BEGIN TEXT EXCERPT
I already wrote that as every popular topic, innovation is a powerful magnet for clichés. Unfortunately, some of them are more obstructive than instructive. For example, I’m not sure that mixing innovation with DNA is a good idea. Sure, I can appreciate an inspiring symbolism of Jeff Dyer’s et al. definition of “the innovator’s DNA”–“…each individual…ha[s] a unique innovator’s DNA for generating breakthrough business ideas”–yet I find at least three reasons why “the innovator’s DNA” is an awkward term.
- DNA is not the sole determinant of who we are
Ascribing innovative abilities of any person to his or her DNA implies that DNA is the sole determinant of who this person is. This simply is not the case: our features are the result of a combined action of our genetic material (represented by DNA) and the environment. The relative importance of each varies for a particular feature. For example, the color of our eyes or the curliness of our hair is almost exclusively determined by our DNA, whereas other features, say, our predisposition to diseases, are greatly influenced by “external” factors, such as a life style.
END TEXT EXCERPT
» PROBLEM DESCRIPTION
Return, word for word, the portion of the essay on the innovator's DNA that runs from "I already wrote" up to and including "an awkward term.".
BEGIN INFORMATION
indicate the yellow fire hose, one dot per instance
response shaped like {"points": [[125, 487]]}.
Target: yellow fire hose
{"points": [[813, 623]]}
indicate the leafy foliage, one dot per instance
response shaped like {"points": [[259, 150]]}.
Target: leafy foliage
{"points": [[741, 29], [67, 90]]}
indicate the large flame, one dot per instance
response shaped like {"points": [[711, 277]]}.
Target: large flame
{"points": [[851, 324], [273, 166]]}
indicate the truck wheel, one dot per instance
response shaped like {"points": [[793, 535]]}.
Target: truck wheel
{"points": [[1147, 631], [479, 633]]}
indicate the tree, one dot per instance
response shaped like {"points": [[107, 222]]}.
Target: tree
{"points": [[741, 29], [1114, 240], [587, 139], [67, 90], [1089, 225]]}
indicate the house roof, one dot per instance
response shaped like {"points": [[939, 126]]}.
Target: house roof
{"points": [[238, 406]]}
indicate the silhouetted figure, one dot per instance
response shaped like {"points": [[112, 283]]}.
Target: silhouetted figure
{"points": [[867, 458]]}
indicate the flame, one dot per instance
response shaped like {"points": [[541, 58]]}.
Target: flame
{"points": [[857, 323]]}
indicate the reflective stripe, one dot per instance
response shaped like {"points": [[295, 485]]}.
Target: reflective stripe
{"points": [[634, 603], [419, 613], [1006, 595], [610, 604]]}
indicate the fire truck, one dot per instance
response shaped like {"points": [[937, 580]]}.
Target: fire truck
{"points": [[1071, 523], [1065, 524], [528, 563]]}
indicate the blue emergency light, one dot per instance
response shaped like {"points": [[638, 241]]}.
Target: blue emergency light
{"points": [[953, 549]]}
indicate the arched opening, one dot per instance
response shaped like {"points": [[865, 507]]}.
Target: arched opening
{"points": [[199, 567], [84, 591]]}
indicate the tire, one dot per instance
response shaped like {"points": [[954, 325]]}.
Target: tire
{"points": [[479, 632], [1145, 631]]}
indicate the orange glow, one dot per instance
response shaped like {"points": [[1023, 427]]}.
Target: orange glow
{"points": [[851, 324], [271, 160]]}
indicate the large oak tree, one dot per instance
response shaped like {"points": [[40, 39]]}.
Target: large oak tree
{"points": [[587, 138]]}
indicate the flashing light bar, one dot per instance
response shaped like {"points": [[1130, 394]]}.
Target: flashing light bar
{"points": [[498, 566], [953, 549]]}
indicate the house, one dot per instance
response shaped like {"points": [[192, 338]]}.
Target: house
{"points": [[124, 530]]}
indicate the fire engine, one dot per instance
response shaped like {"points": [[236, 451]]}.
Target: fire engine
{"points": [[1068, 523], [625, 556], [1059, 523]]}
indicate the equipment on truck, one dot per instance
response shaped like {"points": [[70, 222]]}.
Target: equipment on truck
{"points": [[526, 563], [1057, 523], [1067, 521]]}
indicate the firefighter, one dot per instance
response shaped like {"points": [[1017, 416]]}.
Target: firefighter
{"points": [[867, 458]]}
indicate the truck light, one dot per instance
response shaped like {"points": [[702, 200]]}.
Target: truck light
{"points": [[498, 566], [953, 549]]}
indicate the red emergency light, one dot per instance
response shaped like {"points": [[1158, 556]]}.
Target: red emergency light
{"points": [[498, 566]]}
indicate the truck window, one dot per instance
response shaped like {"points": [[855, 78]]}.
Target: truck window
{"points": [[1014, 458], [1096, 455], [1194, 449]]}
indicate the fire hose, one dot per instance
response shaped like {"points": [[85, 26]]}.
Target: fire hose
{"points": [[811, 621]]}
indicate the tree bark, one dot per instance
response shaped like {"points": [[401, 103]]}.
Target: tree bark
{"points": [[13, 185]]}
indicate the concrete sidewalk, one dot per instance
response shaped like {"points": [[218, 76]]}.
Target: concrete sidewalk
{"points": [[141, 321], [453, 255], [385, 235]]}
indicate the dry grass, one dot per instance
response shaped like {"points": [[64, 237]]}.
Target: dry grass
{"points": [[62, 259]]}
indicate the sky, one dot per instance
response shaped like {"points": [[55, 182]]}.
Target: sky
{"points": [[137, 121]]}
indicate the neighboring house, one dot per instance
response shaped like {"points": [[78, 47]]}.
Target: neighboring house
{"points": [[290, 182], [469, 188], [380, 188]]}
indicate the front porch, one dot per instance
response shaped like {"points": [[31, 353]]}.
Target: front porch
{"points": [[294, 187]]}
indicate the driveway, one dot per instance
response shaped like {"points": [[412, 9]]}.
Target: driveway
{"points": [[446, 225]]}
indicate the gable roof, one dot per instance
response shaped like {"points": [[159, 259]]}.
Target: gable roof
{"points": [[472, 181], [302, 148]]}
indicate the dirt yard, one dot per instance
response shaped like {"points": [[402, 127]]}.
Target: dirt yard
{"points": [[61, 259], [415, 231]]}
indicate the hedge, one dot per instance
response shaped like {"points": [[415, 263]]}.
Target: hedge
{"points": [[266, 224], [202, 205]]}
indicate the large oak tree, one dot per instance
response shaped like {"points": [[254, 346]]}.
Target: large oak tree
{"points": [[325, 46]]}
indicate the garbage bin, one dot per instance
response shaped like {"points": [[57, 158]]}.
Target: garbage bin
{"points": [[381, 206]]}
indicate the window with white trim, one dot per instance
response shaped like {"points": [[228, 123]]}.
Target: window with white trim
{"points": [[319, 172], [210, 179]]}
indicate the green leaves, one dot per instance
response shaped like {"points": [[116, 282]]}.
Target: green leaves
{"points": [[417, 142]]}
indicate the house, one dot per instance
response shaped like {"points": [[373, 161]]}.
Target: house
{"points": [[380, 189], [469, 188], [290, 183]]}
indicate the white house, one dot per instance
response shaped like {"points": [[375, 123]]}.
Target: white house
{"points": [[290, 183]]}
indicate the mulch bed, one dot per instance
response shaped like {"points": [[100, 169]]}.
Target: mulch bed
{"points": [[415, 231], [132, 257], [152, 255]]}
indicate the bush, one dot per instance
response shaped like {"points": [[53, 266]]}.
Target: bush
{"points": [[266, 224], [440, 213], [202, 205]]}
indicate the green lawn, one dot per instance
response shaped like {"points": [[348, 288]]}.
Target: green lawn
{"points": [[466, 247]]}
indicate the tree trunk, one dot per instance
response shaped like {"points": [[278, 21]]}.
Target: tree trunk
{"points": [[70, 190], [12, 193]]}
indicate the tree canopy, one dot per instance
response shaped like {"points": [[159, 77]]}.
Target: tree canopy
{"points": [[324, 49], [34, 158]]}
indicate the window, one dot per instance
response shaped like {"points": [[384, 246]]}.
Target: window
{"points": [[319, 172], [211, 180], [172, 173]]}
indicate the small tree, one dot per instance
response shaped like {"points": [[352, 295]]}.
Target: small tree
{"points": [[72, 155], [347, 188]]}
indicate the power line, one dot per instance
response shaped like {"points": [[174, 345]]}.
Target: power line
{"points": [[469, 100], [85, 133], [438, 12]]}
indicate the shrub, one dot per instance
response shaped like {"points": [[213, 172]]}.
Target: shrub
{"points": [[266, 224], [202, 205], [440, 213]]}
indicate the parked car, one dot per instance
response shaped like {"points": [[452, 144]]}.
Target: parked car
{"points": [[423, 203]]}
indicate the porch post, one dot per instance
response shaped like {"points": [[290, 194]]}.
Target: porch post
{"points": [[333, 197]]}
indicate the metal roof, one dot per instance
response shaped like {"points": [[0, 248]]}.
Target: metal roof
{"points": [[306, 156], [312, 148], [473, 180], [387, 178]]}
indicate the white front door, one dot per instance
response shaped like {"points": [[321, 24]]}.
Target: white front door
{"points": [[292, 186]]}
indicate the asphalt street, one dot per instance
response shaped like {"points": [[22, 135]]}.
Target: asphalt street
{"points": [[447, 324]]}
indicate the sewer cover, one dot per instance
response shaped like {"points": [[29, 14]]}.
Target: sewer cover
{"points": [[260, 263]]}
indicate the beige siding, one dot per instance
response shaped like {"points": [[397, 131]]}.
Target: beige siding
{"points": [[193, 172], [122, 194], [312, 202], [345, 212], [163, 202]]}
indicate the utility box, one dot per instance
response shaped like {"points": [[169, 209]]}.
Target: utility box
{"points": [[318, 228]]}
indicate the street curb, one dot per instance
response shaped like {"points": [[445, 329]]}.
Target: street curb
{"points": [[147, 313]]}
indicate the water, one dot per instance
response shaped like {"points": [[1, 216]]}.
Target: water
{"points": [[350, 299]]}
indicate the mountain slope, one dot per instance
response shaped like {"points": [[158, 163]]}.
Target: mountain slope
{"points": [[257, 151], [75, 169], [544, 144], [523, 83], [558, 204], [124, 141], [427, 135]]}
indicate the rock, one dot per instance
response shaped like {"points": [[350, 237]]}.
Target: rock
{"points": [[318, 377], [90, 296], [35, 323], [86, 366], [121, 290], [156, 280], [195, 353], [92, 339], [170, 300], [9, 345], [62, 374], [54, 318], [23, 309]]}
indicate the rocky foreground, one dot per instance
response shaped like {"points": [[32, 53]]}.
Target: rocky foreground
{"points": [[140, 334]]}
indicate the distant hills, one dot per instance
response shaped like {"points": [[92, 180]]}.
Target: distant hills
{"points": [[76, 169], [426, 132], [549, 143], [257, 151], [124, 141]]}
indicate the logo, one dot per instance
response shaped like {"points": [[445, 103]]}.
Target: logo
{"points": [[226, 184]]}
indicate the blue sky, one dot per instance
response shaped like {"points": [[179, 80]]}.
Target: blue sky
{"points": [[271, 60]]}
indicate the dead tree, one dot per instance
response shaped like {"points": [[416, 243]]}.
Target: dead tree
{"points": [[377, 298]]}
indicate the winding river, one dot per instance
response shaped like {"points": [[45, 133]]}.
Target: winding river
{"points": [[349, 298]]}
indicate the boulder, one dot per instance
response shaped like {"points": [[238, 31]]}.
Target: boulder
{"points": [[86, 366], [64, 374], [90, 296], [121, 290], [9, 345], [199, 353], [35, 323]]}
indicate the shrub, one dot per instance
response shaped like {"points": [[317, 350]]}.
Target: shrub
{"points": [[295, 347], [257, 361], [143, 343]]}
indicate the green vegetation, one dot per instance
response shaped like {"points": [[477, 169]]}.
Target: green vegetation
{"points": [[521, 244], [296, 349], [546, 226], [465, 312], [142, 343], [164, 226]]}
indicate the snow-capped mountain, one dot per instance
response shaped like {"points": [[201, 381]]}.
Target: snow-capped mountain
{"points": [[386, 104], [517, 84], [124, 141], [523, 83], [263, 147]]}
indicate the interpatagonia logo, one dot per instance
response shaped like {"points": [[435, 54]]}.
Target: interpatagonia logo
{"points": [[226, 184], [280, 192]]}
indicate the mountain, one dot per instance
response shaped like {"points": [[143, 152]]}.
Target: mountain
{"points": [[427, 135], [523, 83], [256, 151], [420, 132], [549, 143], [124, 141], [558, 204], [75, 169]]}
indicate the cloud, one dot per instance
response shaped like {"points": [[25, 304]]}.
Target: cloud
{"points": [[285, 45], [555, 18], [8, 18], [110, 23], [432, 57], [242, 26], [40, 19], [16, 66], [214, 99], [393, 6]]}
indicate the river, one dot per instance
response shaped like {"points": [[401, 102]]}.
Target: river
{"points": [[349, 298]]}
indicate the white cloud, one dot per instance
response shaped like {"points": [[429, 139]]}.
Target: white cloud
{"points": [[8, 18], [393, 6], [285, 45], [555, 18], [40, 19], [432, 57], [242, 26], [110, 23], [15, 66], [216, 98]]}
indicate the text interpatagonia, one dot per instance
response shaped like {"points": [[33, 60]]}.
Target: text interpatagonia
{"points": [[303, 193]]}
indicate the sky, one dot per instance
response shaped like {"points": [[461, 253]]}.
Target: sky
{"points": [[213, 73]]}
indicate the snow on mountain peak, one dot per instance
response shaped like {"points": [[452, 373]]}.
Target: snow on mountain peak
END INFORMATION
» WORKED SOLUTION
I already wrote that as every popular topic, innovation is a powerful magnet for clichés. Unfortunately, some of them are more obstructive than instructive. For example, I’m not sure that mixing innovation with DNA is a good idea. Sure, I can appreciate an inspiring symbolism of Jeff Dyer’s et al. definition of “the innovator’s DNA”–“…each individual…ha[s] a unique innovator’s DNA for generating breakthrough business ideas”–yet I find at least three reasons why “the innovator’s DNA” is an awkward term.